■ **Short exercise 1**
In the variables section, what five main themes does the list of digital transformations emphasize?
■ **Short exercise 2**
Rewrite the variables section between "3.2. Definition of" and "ESG scores directly.", inclusive, changing "return on asset" to "return on assets".

3.2. Definition of variables
3.2.1. Dependent variables
The return on asset (ROA) is utilized as one of the observed variables for firm performance because it has widespread application in exploring the correlation between SCF and firm performance. In addition to this, this research will also use the return on equity (ROE) and ESG rating from Huazheng ESG from 2009 to 2022 as observed variables to measure the firm performance. The Huazheng ESG rating, being the most comprehensive and data-rich ESG rating in China, ensures the maximum effectiveness of the sample using the ESG scores directly.
3.2.2. Independent variables
One key aspect of this study is the independent variable measure; in this study, the definition of SCF is according to the formula conducted [16]: Supply Chain Finance is equal to Accounts Receivable Turnover Days minus Accounts Payable Turnover Days plus Inventory Turnover Days. However, Considering the varying payment cycles and capital chain efficiency levels among different secondary industries in the manufacturing sector and to ensure the effectiveness of the supply chain finance parameter, this article defines SCF as a latent variable and references different calculation methods used in the CSMAR database to obtain different SCFa, SCFb, SCFc, and SCFttm as the observed variables.
3.2.3. Digital Transformation
Since Digital Transformation (DT) includes a wide range of concepts and business types, establishing if listed firms have implemented it and then identifying the specific type they have utilized is the most challenging task by conducting a search using these DT's key terms. This research employs textual analysis methodologies to formulate the DT index. Initially, utilizing Python software to perform textual analysis on a company's yearly report; after that, to prevent the issue of insufficient data sample size due to the low frequency of DT-related phrases, this study uses the "Jieba" library in Python software to segment the text of DT, incorporating a stop-word dictionary, and converting unstructured text data into word vectors for storage.
Subsequently, in order to accurately differentiate the text of DT, this study will attempt to expand the user dictionary. By applying the lexicon method to categorize text information, it is possible to judge existing text and DT words, thereby helping to improve the accuracy of text analysis. The validity of this approach is further determined, and the user dictionary is expanded through steps such as keyword extraction, random sampling, and manual screening, all translated into academic English. Moreover, For DTa, DTb, and DTc, this study adopts three different measure methods and then uses all of them to be the observed variables of the latent variable DT. It is creating a list of digital transformations, emphasizing five main themes: artificial intelligence (AI), blockchain, cloud computing, big data, and digital technology applications.
3.2.4. Control variables
Various factors highly influence performance within corporations; thus, to mitigate potential influences and review relevant studies, this paper selects variables from both the corporate financial level and firm basic information.

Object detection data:
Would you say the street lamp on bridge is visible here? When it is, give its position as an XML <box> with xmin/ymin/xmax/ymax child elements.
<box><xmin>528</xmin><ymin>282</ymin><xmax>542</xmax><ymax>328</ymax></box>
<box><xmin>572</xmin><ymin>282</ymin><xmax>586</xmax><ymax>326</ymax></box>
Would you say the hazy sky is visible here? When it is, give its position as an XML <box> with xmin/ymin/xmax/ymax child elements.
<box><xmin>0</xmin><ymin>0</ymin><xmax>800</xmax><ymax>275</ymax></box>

■ **Expected answer 1**
Artificial intelligence (AI), blockchain, cloud computing, big data, and digital technology applications.

■ **Expected answer 2**
3.2. Definition of variables
3.2.1. Dependent variables
The return on assets (ROA) is utilized as one of the observed variables for firm performance because it has widespread application in exploring the correlation between SCF and firm performance. In addition to this, this research will also use the return on equity (ROE) and ESG rating from Huazheng ESG from 2009 to 2022 as observed variables to measure the firm performance. The Huazheng ESG rating, being the most comprehensive and data-rich ESG rating in China, ensures the maximum effectiveness of the sample using the ESG scores directly.